▶ **Given task**
Reproduce all of the material below line by line, without changing any word, number, or mark of punctuation.

▶ **Source material**
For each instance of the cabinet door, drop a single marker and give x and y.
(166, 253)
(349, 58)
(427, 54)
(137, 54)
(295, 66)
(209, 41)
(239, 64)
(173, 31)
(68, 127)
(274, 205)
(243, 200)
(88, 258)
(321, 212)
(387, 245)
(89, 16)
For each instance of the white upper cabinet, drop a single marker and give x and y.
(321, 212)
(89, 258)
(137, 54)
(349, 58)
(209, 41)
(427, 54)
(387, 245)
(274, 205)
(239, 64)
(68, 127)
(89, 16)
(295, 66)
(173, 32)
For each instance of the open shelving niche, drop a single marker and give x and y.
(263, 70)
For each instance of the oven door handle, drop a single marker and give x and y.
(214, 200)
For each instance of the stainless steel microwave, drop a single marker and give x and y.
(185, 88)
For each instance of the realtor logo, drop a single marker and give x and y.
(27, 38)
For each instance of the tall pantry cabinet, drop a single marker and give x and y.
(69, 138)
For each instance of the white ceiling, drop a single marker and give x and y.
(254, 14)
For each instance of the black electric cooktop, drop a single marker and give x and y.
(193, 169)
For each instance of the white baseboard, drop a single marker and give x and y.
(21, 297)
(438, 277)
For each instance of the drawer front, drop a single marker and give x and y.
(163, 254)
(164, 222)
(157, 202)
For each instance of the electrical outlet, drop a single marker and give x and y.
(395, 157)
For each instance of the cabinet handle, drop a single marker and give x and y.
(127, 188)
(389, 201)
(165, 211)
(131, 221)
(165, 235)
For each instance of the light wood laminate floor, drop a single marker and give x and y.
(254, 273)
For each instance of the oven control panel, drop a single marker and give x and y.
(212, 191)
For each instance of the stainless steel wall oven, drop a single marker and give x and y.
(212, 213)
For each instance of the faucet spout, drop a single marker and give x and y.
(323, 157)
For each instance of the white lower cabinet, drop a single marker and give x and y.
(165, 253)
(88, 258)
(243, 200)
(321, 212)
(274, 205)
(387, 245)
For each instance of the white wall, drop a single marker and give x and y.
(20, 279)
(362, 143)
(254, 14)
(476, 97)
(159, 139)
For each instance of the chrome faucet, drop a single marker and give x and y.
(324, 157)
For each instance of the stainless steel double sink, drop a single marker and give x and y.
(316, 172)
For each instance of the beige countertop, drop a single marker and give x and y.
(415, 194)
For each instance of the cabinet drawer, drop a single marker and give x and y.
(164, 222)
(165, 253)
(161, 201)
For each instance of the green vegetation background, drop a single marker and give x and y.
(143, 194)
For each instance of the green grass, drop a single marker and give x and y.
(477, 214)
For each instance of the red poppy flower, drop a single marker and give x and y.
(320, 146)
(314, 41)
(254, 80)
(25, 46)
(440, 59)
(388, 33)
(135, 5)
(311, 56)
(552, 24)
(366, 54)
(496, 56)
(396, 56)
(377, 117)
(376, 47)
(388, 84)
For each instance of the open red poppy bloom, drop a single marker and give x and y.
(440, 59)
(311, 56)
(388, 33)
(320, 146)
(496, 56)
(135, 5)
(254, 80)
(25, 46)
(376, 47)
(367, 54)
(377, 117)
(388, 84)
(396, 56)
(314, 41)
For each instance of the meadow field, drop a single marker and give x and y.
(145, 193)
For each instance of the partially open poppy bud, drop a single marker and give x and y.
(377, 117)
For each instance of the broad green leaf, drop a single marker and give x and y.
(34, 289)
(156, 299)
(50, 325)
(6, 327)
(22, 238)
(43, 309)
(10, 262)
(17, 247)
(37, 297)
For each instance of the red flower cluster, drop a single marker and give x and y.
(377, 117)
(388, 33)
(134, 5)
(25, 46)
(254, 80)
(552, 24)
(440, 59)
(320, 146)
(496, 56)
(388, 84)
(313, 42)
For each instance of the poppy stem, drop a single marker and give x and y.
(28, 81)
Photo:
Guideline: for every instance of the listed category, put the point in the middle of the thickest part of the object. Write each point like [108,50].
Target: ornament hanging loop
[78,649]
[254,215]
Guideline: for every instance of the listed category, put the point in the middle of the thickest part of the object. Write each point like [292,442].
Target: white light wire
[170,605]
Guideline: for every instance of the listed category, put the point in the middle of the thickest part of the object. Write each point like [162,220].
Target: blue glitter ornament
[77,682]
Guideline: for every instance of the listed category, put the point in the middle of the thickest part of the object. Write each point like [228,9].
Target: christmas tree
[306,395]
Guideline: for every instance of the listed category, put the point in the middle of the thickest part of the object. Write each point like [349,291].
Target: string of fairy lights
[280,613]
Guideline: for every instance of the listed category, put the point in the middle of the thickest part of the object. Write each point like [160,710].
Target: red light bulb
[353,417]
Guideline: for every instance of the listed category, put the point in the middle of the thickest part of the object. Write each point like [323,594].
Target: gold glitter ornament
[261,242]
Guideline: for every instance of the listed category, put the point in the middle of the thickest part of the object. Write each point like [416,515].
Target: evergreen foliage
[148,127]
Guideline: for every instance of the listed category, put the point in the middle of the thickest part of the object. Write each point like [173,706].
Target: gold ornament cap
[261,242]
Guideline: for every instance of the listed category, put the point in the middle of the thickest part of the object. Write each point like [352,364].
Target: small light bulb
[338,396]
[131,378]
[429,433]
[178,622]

▶ **Solved problem**
For each instance of the cabinet door, drop a single marker and give x and y.
(166, 253)
(349, 58)
(427, 54)
(137, 54)
(295, 66)
(209, 41)
(239, 64)
(173, 31)
(68, 127)
(274, 205)
(243, 200)
(88, 258)
(321, 212)
(387, 245)
(89, 16)
For each instance of the white upper cabinet, drop a single marker and give x and y.
(321, 212)
(89, 258)
(137, 54)
(349, 58)
(209, 41)
(427, 54)
(387, 245)
(274, 205)
(239, 64)
(68, 127)
(89, 16)
(295, 66)
(173, 32)
For each instance of the open shelving niche, drop a single marker and give x and y.
(263, 70)
For each instance of the oven door handle, drop a single marker and give x and y.
(214, 200)
For each instance of the stainless steel microwave, drop a single marker and give x and y.
(185, 88)
For each instance of the realtor logo, drop a single marker and give x and y.
(27, 38)
For each instance of the tall pantry cabinet, drop a single marker and give x and y.
(69, 138)
For each instance of the white ceiling, drop a single marker and give x and y.
(254, 14)
For each instance of the black electric cooktop, drop a single marker and give x and y.
(193, 169)
For each instance of the white baseboard, drop a single marker and give x and y.
(21, 297)
(438, 277)
For each instance of the drawer front, drop a single marker and give x and y.
(163, 254)
(164, 222)
(157, 202)
For each instance of the electrical outlet, drop a single marker and give x and y.
(395, 157)
For each instance of the cabinet handle, drop a single marker and give x and y.
(127, 188)
(389, 201)
(165, 211)
(131, 221)
(165, 235)
For each instance of the light wood laminate floor, drop a single marker and give x and y.
(254, 273)
For each instance of the oven control panel, drop a single marker and give x and y.
(212, 191)
For each instance of the stainless steel wall oven, drop a single marker and give x and y.
(212, 213)
For each instance of the faucet spout, drop a single marker and give x and y.
(323, 157)
For each instance of the white lower cabinet, drop a single marker and give x and y.
(165, 253)
(88, 258)
(243, 200)
(321, 212)
(274, 205)
(387, 245)
For each instance of the white wall, drop a single marker and give x and y.
(20, 279)
(362, 143)
(254, 14)
(476, 97)
(159, 139)
For each instance of the chrome faucet, drop a single marker and give x and y.
(324, 157)
For each instance of the stainless steel double sink, drop a single marker and give x and y.
(316, 172)
For each instance of the beige countertop, drop a single marker and give x and y.
(415, 194)
For each instance of the cabinet drawer, drop a single marker and give x and y.
(164, 222)
(165, 253)
(161, 201)
For each instance of the green vegetation background, drop a single marker and give x and y.
(143, 194)
For each instance of the green grass, drop a single marker and give x and y.
(477, 214)
For each instance of the red poppy flower, drop a single marker and give x and y.
(320, 146)
(314, 41)
(254, 80)
(25, 46)
(440, 59)
(388, 33)
(135, 5)
(311, 56)
(552, 24)
(366, 54)
(496, 56)
(396, 56)
(377, 117)
(376, 47)
(388, 84)
For each instance of the open red poppy bloom, drop a single marker and give x and y.
(440, 59)
(311, 56)
(388, 33)
(320, 146)
(496, 56)
(135, 5)
(254, 80)
(25, 46)
(376, 47)
(367, 54)
(377, 117)
(388, 84)
(396, 56)
(314, 41)
For each instance of the meadow field, drop a single marker and give x and y.
(145, 193)
For each instance of the partially open poppy bud, drop a single marker and give x and y.
(377, 117)
For each instance of the broad green leaf, drop a single marker and give x and y.
(34, 289)
(156, 299)
(50, 325)
(6, 327)
(22, 238)
(43, 309)
(10, 262)
(17, 247)
(37, 297)
For each instance of the red flower cluster, drop a single marker and give x and y.
(377, 117)
(388, 33)
(134, 5)
(25, 46)
(254, 80)
(552, 24)
(440, 59)
(320, 146)
(496, 56)
(388, 84)
(313, 42)
For each instance of the poppy stem, drop a single marker and give x and y.
(28, 81)
Photo:
Guideline: for every instance of the listed category, put the point in the middle of the thickest part of the object. Write each point like [108,50].
Target: ornament hanging loop
[78,649]
[254,215]
Guideline: for every instance of the listed category, put the point in the middle of the thickest part of the object. Write each point like [292,442].
Target: white light wire
[170,605]
Guideline: for every instance of the listed category, put the point in the middle of the thickest part of the object. Write each point like [162,220].
Target: blue glitter ornament
[77,682]
Guideline: for every instance of the listed category, put the point in the middle of the thickest part of the object. Write each point like [228,9].
Target: christmas tree
[306,395]
Guideline: for every instance of the listed category, put the point in the middle of the thickest part of the object. Write each point like [349,291].
Target: string of fairy lights
[280,613]
Guideline: for every instance of the listed category, put the point in the middle of the thickest part of the object. Write each point like [160,710].
Target: red light bulb
[353,417]
Guideline: for every instance of the listed category, put the point in the middle of the thickest part of the object. Write each point like [323,594].
Target: gold glitter ornament
[261,242]
Guideline: for every instance of the listed category, put the point in the middle of the thickest part of the object. Write each point like [416,515].
Target: evergreen foliage
[148,127]
Guideline: for every instance of the listed category, put the point in the middle of the thickest part of the object. Write each point like [173,706].
Target: gold ornament cap
[261,242]
Guideline: for every instance of the listed category, put the point in the middle of the thickest part of the object. Write each point like [352,364].
Target: small light bulb
[338,396]
[131,378]
[429,433]
[178,622]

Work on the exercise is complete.